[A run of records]
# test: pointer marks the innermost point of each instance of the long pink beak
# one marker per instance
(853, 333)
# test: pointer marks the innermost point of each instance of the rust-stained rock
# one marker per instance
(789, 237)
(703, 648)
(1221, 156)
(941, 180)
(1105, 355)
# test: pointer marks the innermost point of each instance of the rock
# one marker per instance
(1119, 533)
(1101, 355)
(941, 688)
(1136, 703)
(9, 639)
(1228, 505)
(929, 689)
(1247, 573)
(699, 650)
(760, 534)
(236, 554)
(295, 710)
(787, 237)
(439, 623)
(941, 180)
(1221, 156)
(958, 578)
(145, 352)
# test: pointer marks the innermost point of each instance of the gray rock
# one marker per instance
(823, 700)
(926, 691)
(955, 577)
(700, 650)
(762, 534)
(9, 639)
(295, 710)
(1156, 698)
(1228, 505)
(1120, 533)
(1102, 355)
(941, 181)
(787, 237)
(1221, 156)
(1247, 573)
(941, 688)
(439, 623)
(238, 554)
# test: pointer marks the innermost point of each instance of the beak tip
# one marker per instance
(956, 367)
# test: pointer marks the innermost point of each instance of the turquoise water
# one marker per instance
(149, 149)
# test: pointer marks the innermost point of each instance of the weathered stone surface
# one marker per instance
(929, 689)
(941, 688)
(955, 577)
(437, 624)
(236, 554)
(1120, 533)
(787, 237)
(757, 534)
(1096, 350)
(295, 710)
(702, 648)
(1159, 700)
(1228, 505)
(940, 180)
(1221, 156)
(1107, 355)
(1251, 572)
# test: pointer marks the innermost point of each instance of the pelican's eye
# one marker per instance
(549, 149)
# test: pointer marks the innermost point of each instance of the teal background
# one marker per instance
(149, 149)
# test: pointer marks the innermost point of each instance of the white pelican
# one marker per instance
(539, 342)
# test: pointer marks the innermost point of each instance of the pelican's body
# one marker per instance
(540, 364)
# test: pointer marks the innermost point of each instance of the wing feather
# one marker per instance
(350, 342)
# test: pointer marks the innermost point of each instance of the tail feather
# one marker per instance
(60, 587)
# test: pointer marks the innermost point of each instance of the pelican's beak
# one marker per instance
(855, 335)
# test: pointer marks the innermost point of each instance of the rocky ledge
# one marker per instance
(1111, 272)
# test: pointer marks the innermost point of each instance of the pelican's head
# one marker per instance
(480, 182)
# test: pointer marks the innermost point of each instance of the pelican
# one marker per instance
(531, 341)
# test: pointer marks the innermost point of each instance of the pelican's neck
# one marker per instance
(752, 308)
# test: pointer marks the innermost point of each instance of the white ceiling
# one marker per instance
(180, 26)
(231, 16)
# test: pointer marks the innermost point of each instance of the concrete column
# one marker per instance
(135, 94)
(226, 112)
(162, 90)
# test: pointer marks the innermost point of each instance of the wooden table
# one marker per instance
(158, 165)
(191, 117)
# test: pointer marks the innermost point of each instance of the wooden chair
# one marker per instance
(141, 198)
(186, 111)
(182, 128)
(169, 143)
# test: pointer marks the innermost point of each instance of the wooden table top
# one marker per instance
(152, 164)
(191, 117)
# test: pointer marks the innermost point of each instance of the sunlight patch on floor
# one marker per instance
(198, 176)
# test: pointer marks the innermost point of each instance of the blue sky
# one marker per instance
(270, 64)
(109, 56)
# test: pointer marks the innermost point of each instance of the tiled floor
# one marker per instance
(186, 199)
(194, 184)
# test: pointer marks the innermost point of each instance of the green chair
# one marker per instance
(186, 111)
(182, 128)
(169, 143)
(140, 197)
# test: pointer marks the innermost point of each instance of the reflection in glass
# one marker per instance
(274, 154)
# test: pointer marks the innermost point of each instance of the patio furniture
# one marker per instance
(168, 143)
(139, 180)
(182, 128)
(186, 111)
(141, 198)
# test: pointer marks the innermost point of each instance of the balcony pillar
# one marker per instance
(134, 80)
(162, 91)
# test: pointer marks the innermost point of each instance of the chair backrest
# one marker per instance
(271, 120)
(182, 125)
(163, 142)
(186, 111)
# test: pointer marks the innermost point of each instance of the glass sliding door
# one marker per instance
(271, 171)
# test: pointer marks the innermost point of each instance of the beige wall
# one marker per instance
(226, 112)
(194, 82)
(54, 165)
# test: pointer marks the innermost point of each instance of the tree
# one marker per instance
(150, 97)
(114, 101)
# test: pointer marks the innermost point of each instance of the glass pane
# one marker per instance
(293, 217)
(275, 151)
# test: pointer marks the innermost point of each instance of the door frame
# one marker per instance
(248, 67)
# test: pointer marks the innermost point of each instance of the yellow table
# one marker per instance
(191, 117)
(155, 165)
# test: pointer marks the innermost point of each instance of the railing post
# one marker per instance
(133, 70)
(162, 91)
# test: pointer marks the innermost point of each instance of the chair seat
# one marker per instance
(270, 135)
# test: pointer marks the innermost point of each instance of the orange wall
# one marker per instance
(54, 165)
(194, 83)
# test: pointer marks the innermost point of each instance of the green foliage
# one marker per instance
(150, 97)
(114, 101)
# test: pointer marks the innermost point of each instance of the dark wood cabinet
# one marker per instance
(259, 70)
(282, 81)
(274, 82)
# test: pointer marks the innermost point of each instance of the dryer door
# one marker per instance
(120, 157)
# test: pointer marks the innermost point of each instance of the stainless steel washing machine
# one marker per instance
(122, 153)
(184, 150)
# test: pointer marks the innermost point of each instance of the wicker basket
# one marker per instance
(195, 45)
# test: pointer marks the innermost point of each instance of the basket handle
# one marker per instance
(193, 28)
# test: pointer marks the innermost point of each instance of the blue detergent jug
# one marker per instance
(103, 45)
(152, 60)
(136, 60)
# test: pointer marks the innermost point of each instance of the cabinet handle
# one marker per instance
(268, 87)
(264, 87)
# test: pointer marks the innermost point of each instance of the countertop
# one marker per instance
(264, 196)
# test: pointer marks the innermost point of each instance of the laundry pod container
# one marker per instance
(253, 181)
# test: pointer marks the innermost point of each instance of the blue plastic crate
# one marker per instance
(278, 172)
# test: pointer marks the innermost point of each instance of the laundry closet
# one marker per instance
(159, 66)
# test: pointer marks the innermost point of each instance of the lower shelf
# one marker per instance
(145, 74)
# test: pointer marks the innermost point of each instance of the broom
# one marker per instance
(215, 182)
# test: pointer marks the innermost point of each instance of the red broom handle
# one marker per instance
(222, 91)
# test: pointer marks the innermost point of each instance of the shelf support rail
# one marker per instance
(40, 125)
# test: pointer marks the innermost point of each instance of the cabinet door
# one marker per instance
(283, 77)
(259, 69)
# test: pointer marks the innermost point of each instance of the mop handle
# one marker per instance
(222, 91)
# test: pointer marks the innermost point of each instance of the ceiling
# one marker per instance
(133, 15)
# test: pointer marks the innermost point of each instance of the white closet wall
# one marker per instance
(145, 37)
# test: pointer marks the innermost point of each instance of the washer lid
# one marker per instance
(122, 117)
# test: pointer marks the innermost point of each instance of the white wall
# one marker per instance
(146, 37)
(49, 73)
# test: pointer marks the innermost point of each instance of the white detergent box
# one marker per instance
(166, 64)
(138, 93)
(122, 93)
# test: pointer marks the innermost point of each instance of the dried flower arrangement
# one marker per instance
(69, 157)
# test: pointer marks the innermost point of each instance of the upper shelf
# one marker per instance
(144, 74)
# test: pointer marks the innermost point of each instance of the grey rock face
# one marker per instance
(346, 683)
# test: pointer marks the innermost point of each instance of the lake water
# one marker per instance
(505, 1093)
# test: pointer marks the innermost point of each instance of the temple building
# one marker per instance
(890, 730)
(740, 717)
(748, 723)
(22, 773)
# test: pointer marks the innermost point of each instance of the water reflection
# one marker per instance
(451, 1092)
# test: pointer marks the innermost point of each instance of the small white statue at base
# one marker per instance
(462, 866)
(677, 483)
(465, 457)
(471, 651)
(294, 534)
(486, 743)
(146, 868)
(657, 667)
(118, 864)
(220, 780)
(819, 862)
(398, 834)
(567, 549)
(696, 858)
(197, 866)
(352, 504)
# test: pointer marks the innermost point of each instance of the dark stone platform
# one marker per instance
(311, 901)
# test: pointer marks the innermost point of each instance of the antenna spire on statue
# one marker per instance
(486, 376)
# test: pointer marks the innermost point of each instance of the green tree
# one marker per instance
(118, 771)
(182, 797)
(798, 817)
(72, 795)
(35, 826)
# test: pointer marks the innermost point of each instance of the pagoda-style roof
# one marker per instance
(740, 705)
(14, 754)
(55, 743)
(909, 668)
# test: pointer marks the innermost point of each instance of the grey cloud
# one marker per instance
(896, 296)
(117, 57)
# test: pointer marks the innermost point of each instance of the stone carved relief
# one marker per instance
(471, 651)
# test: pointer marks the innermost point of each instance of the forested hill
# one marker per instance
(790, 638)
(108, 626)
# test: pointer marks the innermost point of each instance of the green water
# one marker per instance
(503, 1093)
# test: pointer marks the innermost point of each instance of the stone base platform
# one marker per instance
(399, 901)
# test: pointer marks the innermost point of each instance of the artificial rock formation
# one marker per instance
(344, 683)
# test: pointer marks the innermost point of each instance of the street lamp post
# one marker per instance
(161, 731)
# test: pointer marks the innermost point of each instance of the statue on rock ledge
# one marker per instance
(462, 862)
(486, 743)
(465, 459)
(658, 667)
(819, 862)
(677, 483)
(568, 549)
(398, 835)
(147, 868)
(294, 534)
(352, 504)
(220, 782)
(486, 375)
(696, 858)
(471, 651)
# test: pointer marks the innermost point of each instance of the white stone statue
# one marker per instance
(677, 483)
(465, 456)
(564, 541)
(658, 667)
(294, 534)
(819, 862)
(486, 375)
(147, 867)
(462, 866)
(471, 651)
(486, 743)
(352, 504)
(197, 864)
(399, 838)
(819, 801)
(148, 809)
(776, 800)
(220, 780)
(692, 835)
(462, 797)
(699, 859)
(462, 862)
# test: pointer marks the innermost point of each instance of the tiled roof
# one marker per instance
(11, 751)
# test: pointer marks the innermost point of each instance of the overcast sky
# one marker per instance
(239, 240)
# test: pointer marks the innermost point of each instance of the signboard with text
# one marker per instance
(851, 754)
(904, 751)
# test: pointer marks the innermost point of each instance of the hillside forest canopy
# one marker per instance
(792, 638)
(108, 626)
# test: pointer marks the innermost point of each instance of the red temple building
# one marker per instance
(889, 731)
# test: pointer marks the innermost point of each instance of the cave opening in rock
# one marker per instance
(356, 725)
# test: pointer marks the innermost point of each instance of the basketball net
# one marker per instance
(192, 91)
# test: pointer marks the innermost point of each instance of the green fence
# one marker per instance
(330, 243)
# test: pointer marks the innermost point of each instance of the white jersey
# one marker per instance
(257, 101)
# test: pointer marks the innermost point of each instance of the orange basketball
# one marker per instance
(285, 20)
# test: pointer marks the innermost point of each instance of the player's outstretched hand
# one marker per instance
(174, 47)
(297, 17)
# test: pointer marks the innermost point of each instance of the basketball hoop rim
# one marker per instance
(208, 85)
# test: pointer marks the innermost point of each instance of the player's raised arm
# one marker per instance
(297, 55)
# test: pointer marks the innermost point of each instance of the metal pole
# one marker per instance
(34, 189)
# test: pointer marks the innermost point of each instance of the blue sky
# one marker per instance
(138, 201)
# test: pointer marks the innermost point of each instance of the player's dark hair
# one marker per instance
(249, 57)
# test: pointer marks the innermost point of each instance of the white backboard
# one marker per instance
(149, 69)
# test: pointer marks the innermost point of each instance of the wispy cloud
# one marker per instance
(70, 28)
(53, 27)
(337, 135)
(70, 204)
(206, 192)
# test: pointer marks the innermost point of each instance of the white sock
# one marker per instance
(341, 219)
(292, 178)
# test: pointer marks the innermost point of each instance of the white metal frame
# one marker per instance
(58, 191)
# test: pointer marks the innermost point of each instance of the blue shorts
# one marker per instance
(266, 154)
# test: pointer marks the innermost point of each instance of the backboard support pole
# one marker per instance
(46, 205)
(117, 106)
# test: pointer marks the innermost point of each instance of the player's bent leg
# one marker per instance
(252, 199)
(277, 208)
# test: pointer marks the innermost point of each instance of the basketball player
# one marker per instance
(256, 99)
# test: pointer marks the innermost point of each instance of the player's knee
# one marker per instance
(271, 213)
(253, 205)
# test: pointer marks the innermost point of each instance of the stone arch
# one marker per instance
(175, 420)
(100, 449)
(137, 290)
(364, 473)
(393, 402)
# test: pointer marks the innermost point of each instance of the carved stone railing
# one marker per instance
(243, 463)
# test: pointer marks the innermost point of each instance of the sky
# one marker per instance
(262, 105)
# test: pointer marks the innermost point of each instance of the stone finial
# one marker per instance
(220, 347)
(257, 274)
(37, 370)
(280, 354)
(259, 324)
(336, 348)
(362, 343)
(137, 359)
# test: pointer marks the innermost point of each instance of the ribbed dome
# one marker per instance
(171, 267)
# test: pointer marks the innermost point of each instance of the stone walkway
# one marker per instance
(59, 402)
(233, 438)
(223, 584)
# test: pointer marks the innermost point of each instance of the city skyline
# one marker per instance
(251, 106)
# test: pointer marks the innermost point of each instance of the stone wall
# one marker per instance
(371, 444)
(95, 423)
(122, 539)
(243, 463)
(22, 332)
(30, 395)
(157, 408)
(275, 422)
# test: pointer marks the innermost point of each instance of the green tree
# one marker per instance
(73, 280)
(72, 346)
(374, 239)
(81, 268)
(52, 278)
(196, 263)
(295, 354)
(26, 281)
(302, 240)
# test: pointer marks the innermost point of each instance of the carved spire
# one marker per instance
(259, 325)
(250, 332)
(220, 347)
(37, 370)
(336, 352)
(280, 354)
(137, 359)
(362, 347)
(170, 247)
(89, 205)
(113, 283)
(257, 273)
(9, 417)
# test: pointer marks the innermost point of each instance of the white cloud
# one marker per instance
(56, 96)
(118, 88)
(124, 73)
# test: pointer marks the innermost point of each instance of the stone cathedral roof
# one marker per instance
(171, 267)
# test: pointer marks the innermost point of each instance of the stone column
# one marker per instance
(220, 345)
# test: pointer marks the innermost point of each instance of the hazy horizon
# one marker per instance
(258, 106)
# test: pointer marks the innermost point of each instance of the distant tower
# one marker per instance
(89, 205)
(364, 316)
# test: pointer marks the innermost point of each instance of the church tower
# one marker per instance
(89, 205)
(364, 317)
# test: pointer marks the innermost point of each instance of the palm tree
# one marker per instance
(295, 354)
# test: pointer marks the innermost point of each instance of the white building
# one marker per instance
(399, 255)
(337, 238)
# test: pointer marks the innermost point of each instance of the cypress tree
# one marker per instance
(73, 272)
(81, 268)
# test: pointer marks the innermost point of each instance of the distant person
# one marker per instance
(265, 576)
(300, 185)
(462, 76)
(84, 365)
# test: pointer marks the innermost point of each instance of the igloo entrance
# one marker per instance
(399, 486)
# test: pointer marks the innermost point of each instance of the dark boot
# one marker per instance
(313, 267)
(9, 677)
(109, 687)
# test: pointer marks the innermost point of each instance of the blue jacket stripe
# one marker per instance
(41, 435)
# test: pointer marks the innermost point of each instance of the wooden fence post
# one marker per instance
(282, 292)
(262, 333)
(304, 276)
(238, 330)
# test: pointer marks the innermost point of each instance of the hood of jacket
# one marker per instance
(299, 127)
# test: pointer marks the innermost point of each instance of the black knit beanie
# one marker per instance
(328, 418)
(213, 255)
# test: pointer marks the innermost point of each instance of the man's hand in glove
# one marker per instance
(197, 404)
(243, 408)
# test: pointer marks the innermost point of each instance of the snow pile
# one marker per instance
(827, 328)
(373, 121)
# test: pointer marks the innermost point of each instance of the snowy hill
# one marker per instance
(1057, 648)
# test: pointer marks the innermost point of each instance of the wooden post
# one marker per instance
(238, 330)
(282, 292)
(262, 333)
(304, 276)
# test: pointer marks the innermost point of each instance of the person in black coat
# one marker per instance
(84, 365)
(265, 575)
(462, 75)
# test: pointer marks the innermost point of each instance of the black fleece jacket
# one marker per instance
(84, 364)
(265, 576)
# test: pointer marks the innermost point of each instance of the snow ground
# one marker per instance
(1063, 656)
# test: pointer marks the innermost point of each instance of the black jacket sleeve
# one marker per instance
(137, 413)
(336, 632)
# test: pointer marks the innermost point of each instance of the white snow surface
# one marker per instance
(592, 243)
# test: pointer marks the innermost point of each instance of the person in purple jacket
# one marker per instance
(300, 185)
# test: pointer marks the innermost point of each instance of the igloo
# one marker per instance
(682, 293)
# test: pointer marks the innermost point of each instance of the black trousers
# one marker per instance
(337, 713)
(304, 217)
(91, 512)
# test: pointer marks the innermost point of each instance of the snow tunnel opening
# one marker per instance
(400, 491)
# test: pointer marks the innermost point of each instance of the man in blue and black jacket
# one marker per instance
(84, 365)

◆ **Instructions for the task**: Copy the rows from the very first one down through the line containing "(1105, 355)", switching "innermost" to "central" and leaving everything else as it is.

◆ **Answer for this exercise**:
# test: pointer marks the central point of each instance of the long pink beak
# one marker per instance
(853, 333)
# test: pointer marks the central point of each instance of the rust-stained rock
# one marker per instance
(789, 237)
(703, 648)
(1221, 156)
(941, 180)
(1105, 355)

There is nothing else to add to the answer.